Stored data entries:
---

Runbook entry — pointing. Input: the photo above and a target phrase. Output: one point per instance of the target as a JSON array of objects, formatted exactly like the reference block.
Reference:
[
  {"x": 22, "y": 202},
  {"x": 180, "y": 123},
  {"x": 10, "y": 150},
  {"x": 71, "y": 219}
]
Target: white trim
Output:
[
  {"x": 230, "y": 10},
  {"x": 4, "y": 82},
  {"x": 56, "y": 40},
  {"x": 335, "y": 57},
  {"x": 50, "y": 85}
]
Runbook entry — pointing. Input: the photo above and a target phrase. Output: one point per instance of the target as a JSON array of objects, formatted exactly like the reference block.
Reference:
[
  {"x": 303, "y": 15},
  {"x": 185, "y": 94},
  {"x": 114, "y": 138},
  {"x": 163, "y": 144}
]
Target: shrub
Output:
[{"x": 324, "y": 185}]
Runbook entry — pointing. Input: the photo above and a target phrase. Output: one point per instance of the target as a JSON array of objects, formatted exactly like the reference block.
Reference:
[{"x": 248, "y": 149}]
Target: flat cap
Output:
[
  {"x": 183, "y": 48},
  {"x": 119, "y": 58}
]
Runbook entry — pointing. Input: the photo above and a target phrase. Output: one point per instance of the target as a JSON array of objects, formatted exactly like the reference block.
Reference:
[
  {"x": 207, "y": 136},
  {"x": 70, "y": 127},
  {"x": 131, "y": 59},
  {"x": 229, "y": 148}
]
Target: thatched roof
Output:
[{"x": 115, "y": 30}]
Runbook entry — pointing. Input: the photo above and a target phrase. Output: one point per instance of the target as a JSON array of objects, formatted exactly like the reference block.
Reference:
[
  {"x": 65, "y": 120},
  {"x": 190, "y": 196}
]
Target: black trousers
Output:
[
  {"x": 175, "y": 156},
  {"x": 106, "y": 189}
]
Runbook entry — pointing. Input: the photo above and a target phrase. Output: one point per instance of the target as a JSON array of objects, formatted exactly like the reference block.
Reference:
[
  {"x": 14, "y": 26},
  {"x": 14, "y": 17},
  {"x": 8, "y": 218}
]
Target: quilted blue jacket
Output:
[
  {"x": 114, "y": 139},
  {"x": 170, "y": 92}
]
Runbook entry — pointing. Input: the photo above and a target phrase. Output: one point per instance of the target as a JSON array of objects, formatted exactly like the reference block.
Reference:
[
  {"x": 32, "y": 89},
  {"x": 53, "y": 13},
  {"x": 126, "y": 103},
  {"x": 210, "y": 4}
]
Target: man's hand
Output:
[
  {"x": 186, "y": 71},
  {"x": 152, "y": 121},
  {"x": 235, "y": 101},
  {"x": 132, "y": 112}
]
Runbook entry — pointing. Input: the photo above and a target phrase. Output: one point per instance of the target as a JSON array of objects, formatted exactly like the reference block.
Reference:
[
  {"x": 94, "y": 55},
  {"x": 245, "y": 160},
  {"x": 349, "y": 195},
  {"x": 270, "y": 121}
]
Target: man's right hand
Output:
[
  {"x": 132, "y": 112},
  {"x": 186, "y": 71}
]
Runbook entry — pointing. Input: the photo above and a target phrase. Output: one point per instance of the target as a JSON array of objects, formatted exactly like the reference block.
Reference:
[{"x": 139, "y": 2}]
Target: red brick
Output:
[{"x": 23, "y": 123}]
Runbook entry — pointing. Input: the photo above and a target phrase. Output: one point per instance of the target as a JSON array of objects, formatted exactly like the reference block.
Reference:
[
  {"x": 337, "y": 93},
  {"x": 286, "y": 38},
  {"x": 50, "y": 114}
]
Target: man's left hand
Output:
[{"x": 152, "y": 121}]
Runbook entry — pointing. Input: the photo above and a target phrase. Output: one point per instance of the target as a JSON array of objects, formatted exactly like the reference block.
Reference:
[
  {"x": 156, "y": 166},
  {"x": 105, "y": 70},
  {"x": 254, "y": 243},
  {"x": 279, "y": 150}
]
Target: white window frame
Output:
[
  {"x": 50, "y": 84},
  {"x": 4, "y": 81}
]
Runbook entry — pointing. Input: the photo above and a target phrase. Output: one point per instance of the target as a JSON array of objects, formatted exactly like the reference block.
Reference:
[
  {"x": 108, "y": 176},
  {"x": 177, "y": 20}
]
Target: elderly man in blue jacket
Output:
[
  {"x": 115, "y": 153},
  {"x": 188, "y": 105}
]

---

About this exercise >>
Give only a number: how many lines of the data hold the string "hand"?

Solution to the exercise >>
3